- **Problem requirements**
Every record must be retyped as it stands.
*** Dataset ***
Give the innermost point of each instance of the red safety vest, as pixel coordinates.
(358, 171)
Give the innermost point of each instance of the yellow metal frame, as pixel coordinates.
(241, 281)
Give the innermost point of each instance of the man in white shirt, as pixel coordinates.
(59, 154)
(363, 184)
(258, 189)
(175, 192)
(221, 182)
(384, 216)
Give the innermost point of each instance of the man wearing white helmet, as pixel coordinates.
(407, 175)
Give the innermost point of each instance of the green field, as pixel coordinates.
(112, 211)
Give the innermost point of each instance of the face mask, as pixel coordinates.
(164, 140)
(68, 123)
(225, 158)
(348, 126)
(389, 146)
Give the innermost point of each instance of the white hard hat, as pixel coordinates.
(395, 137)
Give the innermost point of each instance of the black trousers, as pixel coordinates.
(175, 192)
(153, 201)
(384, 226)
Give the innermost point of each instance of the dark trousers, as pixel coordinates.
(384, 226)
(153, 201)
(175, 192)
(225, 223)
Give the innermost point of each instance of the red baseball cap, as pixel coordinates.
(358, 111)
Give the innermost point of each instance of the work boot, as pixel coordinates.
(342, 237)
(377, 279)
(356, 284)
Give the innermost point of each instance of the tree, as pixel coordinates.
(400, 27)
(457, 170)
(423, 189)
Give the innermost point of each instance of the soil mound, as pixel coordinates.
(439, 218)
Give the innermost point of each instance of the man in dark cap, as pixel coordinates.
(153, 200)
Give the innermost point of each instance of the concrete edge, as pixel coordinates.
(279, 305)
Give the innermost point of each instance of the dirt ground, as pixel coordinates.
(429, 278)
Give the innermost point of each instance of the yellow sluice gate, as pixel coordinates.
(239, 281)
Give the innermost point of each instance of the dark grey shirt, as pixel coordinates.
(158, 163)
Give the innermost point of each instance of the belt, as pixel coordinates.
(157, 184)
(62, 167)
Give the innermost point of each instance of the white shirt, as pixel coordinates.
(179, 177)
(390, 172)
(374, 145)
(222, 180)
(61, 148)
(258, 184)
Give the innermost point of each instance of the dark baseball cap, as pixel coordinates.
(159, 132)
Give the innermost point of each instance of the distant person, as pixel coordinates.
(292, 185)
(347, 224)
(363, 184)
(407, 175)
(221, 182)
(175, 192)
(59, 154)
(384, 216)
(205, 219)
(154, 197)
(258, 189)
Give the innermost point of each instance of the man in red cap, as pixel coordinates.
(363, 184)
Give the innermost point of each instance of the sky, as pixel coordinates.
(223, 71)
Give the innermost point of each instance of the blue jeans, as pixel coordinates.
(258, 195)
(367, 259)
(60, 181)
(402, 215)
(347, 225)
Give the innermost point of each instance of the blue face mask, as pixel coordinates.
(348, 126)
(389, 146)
***
- **Written solution**
Give the innermost point of each instance of the red safety vest, as pixel coordinates.
(358, 171)
Give the innermost point of each instance of the yellow metal frame, as pixel coordinates.
(241, 281)
Give the innermost point of each instance of the man in white shirt, as pixel coordinates.
(59, 154)
(363, 184)
(258, 189)
(175, 192)
(221, 182)
(384, 216)
Give the innermost point of each instance of the man wearing white helmet, as pixel coordinates.
(407, 175)
Give the innermost point of each instance of the green field, as pixel coordinates.
(112, 211)
Give the innermost point of each instance of the face mask, as pixel coordinates.
(164, 140)
(68, 123)
(225, 158)
(348, 126)
(389, 146)
Give the innermost point of each instance of the white hard hat, as pixel coordinates.
(395, 137)
Give the innermost point of each instance of the black trousers, as pixel coordinates.
(175, 192)
(153, 201)
(384, 226)
Give the innermost point of each instance of the dark trousers, as pixel coordinates.
(384, 226)
(153, 201)
(175, 192)
(225, 223)
Give the innermost point of each instance of the red baseball cap, as pixel coordinates.
(358, 111)
Give the innermost point of each instance of the work boot, as pixel coordinates.
(342, 237)
(377, 279)
(356, 284)
Give the innermost point of each instance of the tree, as pixel coordinates.
(400, 27)
(457, 170)
(423, 189)
Give the innermost point of each instance of the soil mound, as pixel coordinates.
(439, 218)
Give the innermost point of each instance of the man in dark cap, as pixel coordinates.
(153, 200)
Give the innermost point of each instance of the concrete edge, as pixel coordinates.
(279, 305)
Give the innermost point of each instance of the dirt ground, as pixel coordinates.
(429, 278)
Give the innermost point of each instance of the yellow sluice gate, as pixel coordinates.
(239, 281)
Give the innermost point of each instance of the dark grey shirt, as pixel coordinates.
(158, 163)
Give the innermost point of each instance of the belt, as pixel coordinates.
(157, 184)
(62, 167)
Give the innermost point of each instance of the white shirt, as pixel coordinates.
(179, 177)
(390, 172)
(374, 145)
(222, 180)
(61, 148)
(258, 184)
Give the innermost point of each instance of the dark baseball cap, as pixel coordinates.
(159, 132)
Give the innermost point of each instance of the distant person, as pixel coordinates.
(292, 185)
(347, 224)
(363, 184)
(407, 175)
(221, 182)
(175, 192)
(59, 154)
(384, 216)
(205, 219)
(154, 197)
(258, 189)
Give the innermost point of each instance of the man in red cap, as pixel coordinates.
(363, 184)
Give the innermost point of each instance of the sky, as pixel coordinates.
(223, 71)
Give the innermost point of each instance of the blue jeans, as pixel coordinates.
(258, 195)
(367, 259)
(60, 181)
(402, 215)
(347, 225)
Give the innermost point of each instance of the blue face mask, as pixel coordinates.
(348, 126)
(389, 146)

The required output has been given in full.